* begin EXTRACTED MATERIAL *

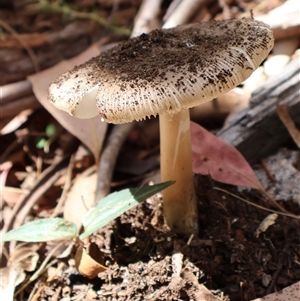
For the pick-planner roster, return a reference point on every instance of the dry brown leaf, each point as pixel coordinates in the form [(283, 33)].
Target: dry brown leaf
[(283, 113), (89, 261), (266, 223), (290, 293), (90, 132), (10, 277)]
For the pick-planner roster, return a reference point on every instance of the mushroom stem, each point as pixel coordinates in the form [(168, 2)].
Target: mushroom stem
[(179, 200)]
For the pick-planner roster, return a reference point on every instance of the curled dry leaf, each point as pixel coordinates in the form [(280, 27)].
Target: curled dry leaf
[(89, 261), (90, 132), (290, 293), (212, 156), (266, 223), (10, 277)]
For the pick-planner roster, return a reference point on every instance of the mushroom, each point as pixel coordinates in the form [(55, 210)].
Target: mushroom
[(166, 72)]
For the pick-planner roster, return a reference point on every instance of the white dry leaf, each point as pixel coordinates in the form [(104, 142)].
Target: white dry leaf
[(290, 293), (266, 223), (90, 132)]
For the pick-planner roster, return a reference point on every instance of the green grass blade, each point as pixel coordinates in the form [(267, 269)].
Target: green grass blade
[(42, 230), (115, 204)]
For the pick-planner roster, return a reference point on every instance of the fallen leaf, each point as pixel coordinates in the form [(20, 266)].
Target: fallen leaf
[(266, 223), (90, 132), (10, 277), (283, 113), (89, 261), (290, 293), (212, 156)]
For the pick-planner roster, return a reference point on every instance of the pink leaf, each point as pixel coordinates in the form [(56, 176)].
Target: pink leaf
[(212, 156)]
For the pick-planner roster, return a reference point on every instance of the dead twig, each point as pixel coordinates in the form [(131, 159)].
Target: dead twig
[(28, 49)]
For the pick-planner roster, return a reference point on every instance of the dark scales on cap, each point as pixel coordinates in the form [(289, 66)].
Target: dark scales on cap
[(167, 70)]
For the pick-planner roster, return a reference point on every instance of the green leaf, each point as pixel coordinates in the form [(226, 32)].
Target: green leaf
[(115, 204), (42, 230)]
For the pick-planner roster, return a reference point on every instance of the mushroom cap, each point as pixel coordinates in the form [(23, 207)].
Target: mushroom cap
[(164, 71)]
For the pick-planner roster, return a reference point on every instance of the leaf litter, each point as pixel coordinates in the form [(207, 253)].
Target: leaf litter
[(137, 243)]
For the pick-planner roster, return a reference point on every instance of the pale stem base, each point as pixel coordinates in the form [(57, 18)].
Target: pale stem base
[(179, 200)]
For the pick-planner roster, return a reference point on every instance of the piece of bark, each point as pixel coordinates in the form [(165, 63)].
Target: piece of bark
[(257, 131)]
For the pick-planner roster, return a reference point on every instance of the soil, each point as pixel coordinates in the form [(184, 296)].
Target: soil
[(227, 256), (144, 260)]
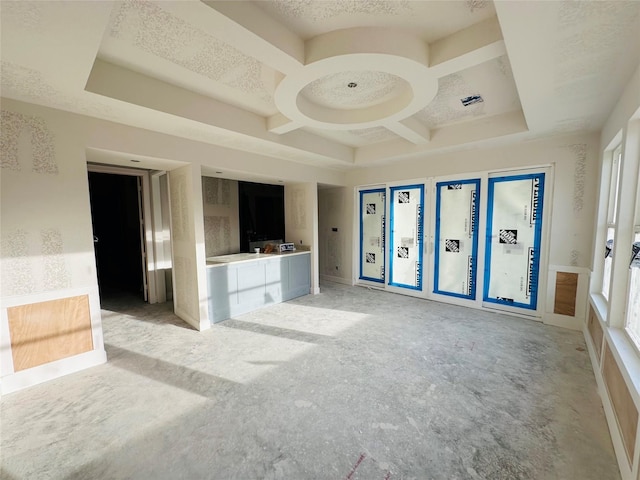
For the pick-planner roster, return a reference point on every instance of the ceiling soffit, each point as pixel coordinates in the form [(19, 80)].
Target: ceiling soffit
[(373, 81), (273, 77)]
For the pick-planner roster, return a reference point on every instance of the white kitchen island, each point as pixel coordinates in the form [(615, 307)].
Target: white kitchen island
[(242, 282)]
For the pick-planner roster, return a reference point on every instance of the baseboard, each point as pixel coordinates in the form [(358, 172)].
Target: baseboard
[(563, 321), (49, 371), (626, 472)]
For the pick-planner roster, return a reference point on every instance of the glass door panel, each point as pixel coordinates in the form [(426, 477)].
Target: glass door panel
[(514, 236), (372, 244), (456, 238), (406, 236)]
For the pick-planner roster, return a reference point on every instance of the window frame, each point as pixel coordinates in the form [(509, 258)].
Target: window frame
[(613, 191)]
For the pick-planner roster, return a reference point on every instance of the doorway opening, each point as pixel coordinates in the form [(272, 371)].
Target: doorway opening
[(118, 235)]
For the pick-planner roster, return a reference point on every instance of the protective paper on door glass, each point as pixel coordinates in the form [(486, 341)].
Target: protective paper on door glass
[(372, 212), (515, 225), (406, 237), (456, 238)]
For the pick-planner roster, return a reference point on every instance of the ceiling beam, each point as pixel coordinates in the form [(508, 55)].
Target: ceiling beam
[(121, 84), (411, 130), (443, 138), (469, 47), (252, 31)]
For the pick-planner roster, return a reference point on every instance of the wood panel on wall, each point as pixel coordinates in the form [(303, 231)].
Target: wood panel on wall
[(622, 402), (595, 330), (566, 289), (48, 331)]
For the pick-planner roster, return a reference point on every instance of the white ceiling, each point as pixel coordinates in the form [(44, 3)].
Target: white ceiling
[(272, 77)]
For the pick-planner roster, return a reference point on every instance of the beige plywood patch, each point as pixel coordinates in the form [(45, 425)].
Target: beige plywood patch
[(595, 330), (623, 406), (48, 331), (566, 289)]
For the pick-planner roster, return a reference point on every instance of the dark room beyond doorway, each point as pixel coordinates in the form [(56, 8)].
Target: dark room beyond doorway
[(115, 213)]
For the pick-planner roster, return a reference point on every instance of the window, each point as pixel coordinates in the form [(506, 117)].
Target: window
[(612, 214), (633, 304)]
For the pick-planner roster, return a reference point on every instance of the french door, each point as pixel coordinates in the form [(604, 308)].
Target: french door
[(484, 237), (514, 240)]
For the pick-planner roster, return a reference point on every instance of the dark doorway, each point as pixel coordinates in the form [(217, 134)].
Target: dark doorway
[(261, 213), (115, 212)]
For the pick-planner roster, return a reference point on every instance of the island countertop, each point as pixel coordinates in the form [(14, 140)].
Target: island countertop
[(248, 257)]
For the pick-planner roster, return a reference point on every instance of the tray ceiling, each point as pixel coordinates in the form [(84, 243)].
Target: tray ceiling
[(326, 82)]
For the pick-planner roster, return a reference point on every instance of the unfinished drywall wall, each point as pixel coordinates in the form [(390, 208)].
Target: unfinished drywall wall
[(301, 222), (335, 233), (46, 248), (188, 246), (221, 216)]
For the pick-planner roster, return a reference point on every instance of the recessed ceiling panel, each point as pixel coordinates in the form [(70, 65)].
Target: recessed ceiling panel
[(492, 80), (348, 90), (355, 138), (147, 39)]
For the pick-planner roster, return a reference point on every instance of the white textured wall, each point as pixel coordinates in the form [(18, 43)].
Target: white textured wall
[(301, 222), (334, 211), (221, 216), (46, 240), (188, 246)]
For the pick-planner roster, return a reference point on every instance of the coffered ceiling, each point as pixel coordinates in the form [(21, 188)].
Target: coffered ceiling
[(336, 83)]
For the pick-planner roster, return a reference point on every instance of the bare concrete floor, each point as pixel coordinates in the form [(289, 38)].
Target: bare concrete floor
[(349, 384)]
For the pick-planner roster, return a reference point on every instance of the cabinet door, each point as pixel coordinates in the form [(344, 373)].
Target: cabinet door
[(406, 236), (456, 238), (514, 237)]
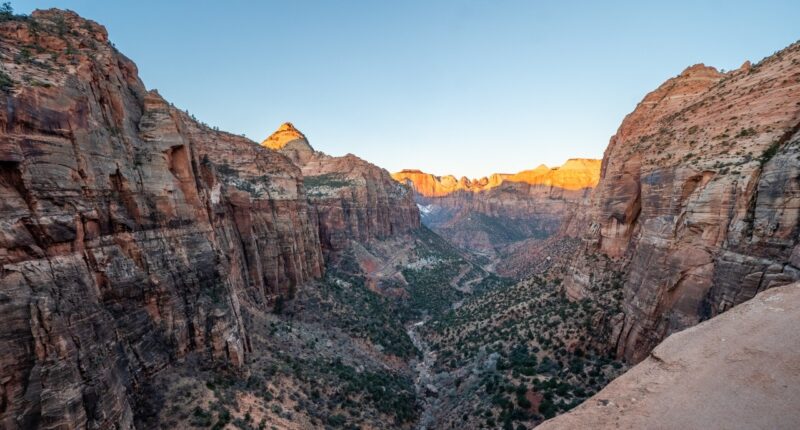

* end EXTRACTED MATERIAL *

_YOUR TASK_: Give all the lines again with "pick-planner roster" replaced by "grasp-planning list" wherever it appears, changing nothing else. Leave out the pictures.

_WORKED SOLUTION_:
For the grasp-planning list, return a reference point on every instance of the dry brown leaf, each point as pixel coordinates in the form [(283, 33)].
Target: dry brown leaf
[(283, 113), (89, 261), (266, 223), (290, 293), (90, 132), (10, 277)]
For the grasp-planning list, return a reference point on every instance of the mushroom stem, each point as pixel coordinates in the form [(168, 2)].
Target: mushroom stem
[(179, 200)]
For the grasp-planning list, return a reference point on every instance of the curled dry leaf, each point as pixel coordinates in the form [(280, 27)].
Target: curled dry leaf
[(89, 261), (90, 132), (290, 293), (212, 156), (266, 223), (10, 277)]
For the grasp-planning list, return a reference point on every instance of the mushroom, each point as pixel coordinates in the form [(55, 210)].
Target: mushroom
[(166, 72)]
For the grasp-planning list, return a reference point on every instance of the white dry leaf, each point as pixel coordinates in the form [(104, 142)].
Target: white dry leaf
[(290, 293), (266, 223), (90, 132)]
For the grasp-planning list, return a reference point on every instance of the green grass blade, each point as pixel coordinates in the form [(267, 269)].
Target: green grass blade
[(42, 230), (115, 204)]
For the grasp-planning list, return a reference point on every instance of the fallen leaf, each point as pixel coordinates in the form [(20, 266)].
Target: fallen leaf
[(266, 223), (90, 132), (10, 277), (283, 113), (89, 261), (290, 293), (212, 156)]
For the grasp-planning list, return a reference point on every instance of the pink leaf, each point as pixel coordinates in the form [(56, 176)].
Target: pink leaf
[(212, 156)]
For the grasp-planning list, return a reference point on every instance of the dead twig, each point as pixel coordinates in the form [(131, 159)].
Target: dead twig
[(28, 49)]
For the grasp-planning list, return a reference point on every instance of the dark scales on cap, each point as pixel coordinates in the form [(289, 66)].
Target: dark scales on cap
[(167, 70)]
For the grasp-planning list, return a reference point on every instance of the green leaf, each point as pixel coordinates in the form [(226, 32)].
Target: green leaf
[(115, 204), (42, 230)]
For the grasp-planning list, return a reference point on every instance of the mushroom cap, each point as pixel coordinates in the form [(23, 207)].
Target: mushroom cap
[(164, 71)]
For the grasp-planning list, return a reference point on every instance of the leaf litter, each point as pixel coordinates in the form [(207, 253)].
Target: leaf litter
[(137, 243)]
For the grasp-planning list, return a reference point on every instance of the pale stem base, each point as pixel coordinates in the form [(57, 18)].
Target: pale stem base
[(179, 200)]
For the grasp-planning list, return a reference point on every instance of the piece of bark, each point as pixel coordinates in the form [(165, 63)].
Target: piece of bark
[(257, 131)]
For the grasp-planning list, return a reference point on every instance of the soil, each point as pixel coordinates in the form [(184, 296)].
Target: soil
[(227, 256), (144, 260)]
For the grasp-planning list, return a reference point on every instance of the ceiling soffit, each point as pixel coordinates in the form [(19, 80)].
Target: ceiling soffit
[(373, 81), (273, 77)]
For the grasp-planning list, return a reference point on every instance of the white kitchen island, each point as pixel coordinates in the form [(615, 307)].
Target: white kitchen island
[(242, 282)]
For the grasp-planning list, return a reference point on every instance of the baseboard, each point as pixel coordinates in the form [(358, 172)].
Target: baseboard
[(563, 321), (49, 371), (626, 472)]
For the grasp-planning list, return a reference point on every instance of the glass door panel, each point as pixel coordinates in the form [(426, 477)].
Target: glass door panel
[(514, 236), (372, 244), (456, 238), (406, 236)]
For the grasp-planning list, return a reference point on every instance of the window frame, each point as pixel coordinates in the form [(509, 258)].
Target: window frame
[(613, 191)]
For the grasp-planning list, return a reference point on every instance of the doorway opening, each point as pixel coordinates in the form [(272, 371)].
Target: doorway opening
[(118, 235)]
For the grasp-planning list, return a reference point on every instance of the protective paper on door glass, each point as pixel coordinates in the form [(486, 341)].
Target: protective paper on door glass
[(372, 212), (515, 225), (406, 237), (456, 238)]
For the grasp-planning list, return a reference point on every instance of the ceiling beam, each point as pixel coordinates in the form [(508, 55)].
Target: ceiling beam
[(121, 84), (411, 130), (443, 138), (469, 47), (252, 31)]
For the grasp-planning list, return a reference point on every instance of the wood panel on wall, each point as pixel coordinates in the form [(303, 231)].
Target: wood panel on wall
[(622, 402), (595, 330), (566, 289), (48, 331)]
For the grasp-planning list, return a reference point on every instance of the white ceiling, each point as pixel coordinates in the form [(44, 3)].
Target: white ceiling
[(272, 77)]
For the grasp-planning list, return a reference point on every instance of the beige plywood patch, each point as pixel coordinates in the form [(45, 425)].
Target: beige plywood patch
[(595, 330), (623, 406), (48, 331), (566, 289)]
For the grasp-planning list, return a reference point on every instance of the dark room beyond doorway, each point as pixel coordinates in the form [(56, 8)].
Target: dark room beyond doorway
[(115, 213)]
For the grasp-planning list, return a reference point on every instance of the window, each point as pixel coordinates in the form [(506, 117)].
Target: window
[(612, 214), (633, 304)]
For the grasp-planning list, return a reference point on every instance of the french door, each point as pixel coordinates in the form [(604, 308)].
Target: french door
[(484, 237), (514, 240)]
For the grasp-planning list, return a reference point on every instance of the dark doorway, each point as pixel coordinates in the form [(217, 134)].
Target: dark doorway
[(261, 213), (115, 212)]
For the grasp-planning list, return a reference point on every instance of the island countertop, each point as pixel coordinates in the form [(14, 140)].
Target: island countertop
[(248, 257)]
For the grasp-planning list, return a reference point on every instance of the tray ceiling, each point as pixel coordinates in the form [(84, 243)].
Target: tray ceiling
[(326, 82)]
For the grasp-planning list, return a reference point on every instance of the unfinished drywall wall, each point as pixel coordinates in the form [(390, 208)].
Target: unfinished drywall wall
[(301, 222), (335, 233), (46, 248), (188, 246), (221, 216)]
For the grasp-planning list, return a reference point on every instance of the recessed ceiling panel, each point as pixel coordinates in the form [(70, 65)].
Target: recessed ceiling panel
[(492, 80), (348, 90), (355, 138), (147, 39)]
For the grasp-planning list, return a reference point on every instance of the white textured wall, each point as pixel coordinates in the form [(18, 43)].
Target: white textured wall
[(301, 222), (334, 211), (221, 216), (46, 240), (188, 246)]
For the grasp-planning list, return a reference point on every instance of the coffered ceiling, each point as pixel coordinates in the form [(21, 188)].
Target: coffered ceiling
[(336, 83)]
For the grasp-planning list, return a reference point on every instance of the bare concrete floor, each point as pixel coordinates in the form [(289, 38)].
Target: bare concrete floor
[(349, 384)]
For the grasp-planning list, return a reference point on every instance of the cabinet door, each point as pixel coordinates in the form [(344, 373)].
Target: cabinet door
[(406, 236), (456, 238), (514, 237)]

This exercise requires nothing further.